_Texte à analyser_:
● ● ● ●
Une équipe de l’ONU a pu accéder pour la première fois à El-Facher, ville assiégée du Darfour, où elle a constaté une destruction massive, une famine et des conditions de survie indignes.
Tombée aux mains des Forces de soutien rapide (FSR) en octobre après 500 jours de siège, la ville est «le fantôme d’elle-même», «une scène de crime», a résumé dans un entretien lundi la coordinatrice humanitaire Denise Brown, qui n’a été autorisée à passer que «quelques heures» sur place.
À sa demande, elle s’y est rendue sans escorte armée, avec une poignée de collègues. «De larges parties de la ville sont détruites», raconte Denise Brown: El-Facher est devenue «l’un des épicentres de la souffrance humaine» dans la guerre qui oppose depuis avril 2023 l’armée régulière aux paramilitaires.
Fin octobre, les FSR se sont emparées du dernier bastion de l’armée au Darfour lors d’une offensive sanglante marquée par des exécutions, pillages et viols.
Depuis, ils ont imposé un black-out sur la ville, l’isolant du monde. À l’exception de vidéos d’exactions publiées par les combattants eux-mêmes, suscitant l’indignation internationale, très peu d’informations ont filtré.
Cent sept mille personnes ont fui
Vendredi, l’équipe onusienne a pu pénétrer dans la ville après avoir «négocié âprement», explique la responsable canadienne, chargée pour le Soudan du Bureau de la coordination des affaires humanitaires (OCHA). Elle décrit des survivants «traumatisés vivant sous bâches plastiques», dans des conditions qu’elle qualifie «d’indignes et dangereuses». Selon l’Organisation mondiale pour les migrations (OIM), plus de 107 000 habitants ont fui.
Impossible de donner des chiffres à ce stade sur combien sont restés sur place. «Nous n’avons pas encore assez d’informations», dit-elle, alors que la ville comptait avant la guerre plus d’un million d’habitants.
L’équipe pouvait se déplacer librement vers les sites sélectionnés: l’hôpital saoudien, des abris de déplacés et cinq bureaux abandonnés de l’ONU. Le complexe hospitalier, l’un des derniers en ville, «tient encore debout» avec du personnel médical sur place, mais il est à court d’antibiotiques et d’équipements, et quasi vide de patients.
«Partie émergée de l’iceberg»
● ● ● ●
_Matériel fourni_:

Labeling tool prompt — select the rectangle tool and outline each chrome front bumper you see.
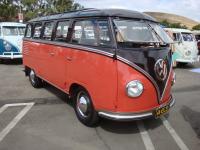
● ● ● ●
_Consigne_: Recopiez le passage du texte sur El-Facher qui va de « À sa demande, elle » jusqu'à « régulière aux paramilitaires. », en substituant « quelques collègues » à « une poignée de collègues ».

_Solution rédigée_:
À sa demande, elle s’y est rendue sans escorte armée, avec quelques collègues. «De larges parties de la ville sont détruites», raconte Denise Brown: El-Facher est devenue «l’un des épicentres de la souffrance humaine» dans la guerre qui oppose depuis avril 2023 l’armée régulière aux paramilitaires.